**EXERCISE**
Pull from the listing below the lines that begin at the line containing "indicate the dark" and end after the line containing "column 246, row 269". Reproduce them word for word.

------------------------------------------------------------------------

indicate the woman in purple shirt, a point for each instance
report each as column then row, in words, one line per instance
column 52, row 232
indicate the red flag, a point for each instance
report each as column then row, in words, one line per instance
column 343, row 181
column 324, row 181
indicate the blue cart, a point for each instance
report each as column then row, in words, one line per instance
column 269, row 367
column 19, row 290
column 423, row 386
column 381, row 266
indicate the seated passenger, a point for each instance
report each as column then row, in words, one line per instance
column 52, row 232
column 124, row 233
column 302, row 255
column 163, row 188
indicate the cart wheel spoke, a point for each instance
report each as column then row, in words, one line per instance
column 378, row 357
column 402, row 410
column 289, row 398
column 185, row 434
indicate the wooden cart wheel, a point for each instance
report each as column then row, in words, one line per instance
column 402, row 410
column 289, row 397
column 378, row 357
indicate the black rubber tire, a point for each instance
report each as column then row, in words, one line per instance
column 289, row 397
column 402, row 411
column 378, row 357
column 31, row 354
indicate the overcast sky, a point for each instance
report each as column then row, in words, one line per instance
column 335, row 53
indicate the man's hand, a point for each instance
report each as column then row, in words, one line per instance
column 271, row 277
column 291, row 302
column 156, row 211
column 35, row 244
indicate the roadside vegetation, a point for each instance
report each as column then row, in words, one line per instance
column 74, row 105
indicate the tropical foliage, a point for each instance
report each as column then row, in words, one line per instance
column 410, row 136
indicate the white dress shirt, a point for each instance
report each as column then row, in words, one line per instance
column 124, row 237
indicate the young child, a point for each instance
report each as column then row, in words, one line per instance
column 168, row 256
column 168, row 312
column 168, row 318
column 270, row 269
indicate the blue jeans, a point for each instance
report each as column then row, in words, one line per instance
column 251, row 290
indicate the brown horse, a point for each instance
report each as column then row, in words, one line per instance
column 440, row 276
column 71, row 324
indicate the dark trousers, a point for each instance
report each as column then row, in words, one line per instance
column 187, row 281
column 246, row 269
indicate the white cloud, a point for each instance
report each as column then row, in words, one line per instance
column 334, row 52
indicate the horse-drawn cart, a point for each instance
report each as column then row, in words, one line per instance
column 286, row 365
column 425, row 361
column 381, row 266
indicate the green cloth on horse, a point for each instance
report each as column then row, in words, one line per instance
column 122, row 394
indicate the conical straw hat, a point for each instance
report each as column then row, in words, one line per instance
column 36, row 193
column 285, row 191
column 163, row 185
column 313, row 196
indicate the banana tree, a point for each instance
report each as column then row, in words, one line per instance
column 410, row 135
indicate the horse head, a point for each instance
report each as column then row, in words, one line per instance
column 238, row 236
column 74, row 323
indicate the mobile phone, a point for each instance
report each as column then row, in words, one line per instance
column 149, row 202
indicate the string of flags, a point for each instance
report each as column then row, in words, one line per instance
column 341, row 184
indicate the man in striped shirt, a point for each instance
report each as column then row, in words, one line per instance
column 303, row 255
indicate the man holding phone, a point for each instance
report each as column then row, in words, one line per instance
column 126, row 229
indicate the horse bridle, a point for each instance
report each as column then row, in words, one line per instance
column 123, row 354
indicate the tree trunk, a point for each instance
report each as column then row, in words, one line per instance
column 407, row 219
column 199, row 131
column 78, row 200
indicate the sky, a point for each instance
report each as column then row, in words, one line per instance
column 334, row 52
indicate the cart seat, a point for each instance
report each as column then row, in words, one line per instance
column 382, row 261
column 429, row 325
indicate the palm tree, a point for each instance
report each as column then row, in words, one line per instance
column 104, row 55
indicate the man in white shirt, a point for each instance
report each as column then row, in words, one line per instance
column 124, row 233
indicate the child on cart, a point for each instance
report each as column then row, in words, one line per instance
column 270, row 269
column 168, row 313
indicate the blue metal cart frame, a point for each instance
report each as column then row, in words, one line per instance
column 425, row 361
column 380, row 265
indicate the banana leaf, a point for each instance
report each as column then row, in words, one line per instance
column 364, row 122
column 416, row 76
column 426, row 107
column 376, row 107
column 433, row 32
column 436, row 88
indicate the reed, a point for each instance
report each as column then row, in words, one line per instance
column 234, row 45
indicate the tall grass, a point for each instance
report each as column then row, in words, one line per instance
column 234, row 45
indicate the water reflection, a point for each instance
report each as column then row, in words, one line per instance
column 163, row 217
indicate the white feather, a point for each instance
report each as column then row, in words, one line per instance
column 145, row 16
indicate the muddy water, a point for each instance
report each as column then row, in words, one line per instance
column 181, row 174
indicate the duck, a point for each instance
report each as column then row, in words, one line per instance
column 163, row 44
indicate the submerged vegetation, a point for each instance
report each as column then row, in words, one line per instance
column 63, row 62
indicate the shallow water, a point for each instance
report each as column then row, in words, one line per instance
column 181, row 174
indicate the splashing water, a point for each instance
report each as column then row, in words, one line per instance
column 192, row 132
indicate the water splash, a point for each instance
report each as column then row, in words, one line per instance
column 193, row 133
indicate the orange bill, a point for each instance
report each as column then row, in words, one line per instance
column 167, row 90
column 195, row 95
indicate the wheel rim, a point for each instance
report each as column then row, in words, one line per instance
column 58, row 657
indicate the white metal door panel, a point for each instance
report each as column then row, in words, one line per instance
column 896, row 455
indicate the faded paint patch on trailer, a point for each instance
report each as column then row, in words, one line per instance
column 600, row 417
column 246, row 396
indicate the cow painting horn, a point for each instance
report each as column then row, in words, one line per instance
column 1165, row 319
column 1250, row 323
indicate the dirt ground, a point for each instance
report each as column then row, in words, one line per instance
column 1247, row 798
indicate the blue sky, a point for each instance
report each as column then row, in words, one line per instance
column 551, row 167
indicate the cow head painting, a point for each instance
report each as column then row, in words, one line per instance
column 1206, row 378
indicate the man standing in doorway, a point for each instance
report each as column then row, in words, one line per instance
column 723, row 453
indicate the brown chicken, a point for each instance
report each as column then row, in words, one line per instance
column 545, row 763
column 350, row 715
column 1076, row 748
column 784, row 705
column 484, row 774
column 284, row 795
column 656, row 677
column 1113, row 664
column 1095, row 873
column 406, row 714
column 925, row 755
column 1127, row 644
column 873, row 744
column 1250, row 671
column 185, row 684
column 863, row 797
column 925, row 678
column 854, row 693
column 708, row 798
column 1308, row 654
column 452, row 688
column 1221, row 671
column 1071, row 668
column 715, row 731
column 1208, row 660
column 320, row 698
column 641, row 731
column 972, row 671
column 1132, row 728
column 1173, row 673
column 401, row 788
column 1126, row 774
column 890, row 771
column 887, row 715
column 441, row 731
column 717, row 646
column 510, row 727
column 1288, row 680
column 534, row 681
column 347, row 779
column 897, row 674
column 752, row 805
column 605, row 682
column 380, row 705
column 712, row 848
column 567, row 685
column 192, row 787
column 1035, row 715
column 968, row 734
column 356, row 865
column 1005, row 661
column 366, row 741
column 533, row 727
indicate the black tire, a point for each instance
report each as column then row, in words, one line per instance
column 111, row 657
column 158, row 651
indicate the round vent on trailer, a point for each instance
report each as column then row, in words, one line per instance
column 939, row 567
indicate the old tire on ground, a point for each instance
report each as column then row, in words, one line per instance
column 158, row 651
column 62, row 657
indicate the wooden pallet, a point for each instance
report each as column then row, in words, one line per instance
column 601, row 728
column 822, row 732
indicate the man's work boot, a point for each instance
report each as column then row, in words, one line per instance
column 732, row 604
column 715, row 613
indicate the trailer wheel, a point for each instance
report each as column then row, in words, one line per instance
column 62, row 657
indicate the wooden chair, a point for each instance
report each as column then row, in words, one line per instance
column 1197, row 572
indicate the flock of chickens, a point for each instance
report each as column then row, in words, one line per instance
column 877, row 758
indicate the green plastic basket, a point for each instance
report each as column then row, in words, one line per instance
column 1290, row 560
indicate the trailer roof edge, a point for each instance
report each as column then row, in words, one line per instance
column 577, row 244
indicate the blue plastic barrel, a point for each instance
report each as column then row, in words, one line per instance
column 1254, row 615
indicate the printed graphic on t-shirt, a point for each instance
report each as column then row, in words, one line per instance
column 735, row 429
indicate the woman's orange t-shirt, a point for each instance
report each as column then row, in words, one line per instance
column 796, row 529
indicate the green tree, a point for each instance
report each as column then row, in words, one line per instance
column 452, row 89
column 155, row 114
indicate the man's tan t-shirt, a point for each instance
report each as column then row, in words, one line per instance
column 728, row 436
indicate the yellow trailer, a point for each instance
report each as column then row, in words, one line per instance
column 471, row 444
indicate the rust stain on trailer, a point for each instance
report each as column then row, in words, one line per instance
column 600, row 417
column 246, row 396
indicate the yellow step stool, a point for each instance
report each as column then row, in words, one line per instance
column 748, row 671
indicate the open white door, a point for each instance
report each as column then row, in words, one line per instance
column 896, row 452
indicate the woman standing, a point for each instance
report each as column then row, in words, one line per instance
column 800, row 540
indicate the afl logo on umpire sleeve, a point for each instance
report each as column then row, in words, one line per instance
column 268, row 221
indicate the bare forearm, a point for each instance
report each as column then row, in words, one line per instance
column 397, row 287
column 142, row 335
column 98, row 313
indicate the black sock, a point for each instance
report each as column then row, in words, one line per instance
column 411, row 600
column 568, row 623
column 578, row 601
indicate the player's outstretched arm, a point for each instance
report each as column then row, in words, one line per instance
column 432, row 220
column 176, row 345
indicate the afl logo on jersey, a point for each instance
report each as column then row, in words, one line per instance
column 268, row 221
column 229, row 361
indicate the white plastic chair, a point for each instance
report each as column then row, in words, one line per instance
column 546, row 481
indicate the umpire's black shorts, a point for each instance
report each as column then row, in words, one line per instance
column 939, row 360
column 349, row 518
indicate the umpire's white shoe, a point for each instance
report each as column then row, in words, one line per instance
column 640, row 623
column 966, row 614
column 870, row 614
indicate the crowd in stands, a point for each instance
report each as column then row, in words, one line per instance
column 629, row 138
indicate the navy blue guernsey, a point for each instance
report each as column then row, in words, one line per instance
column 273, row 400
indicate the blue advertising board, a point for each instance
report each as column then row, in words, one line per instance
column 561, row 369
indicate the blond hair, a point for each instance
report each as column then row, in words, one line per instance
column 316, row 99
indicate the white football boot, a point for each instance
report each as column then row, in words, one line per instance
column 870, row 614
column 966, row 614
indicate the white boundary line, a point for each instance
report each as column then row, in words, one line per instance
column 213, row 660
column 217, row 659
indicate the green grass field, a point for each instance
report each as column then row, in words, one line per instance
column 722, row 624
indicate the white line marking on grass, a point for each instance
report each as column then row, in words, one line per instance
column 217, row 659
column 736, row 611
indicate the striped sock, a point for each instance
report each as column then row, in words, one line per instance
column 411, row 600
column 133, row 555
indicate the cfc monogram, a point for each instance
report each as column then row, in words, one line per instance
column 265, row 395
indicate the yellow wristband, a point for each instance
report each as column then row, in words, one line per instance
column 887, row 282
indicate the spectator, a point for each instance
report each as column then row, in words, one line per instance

------------------------------------------------------------------------

**THE COMPLETED TASK**
indicate the dark trousers, a point for each instance
report each as column then row, in words, one line per instance
column 187, row 281
column 246, row 269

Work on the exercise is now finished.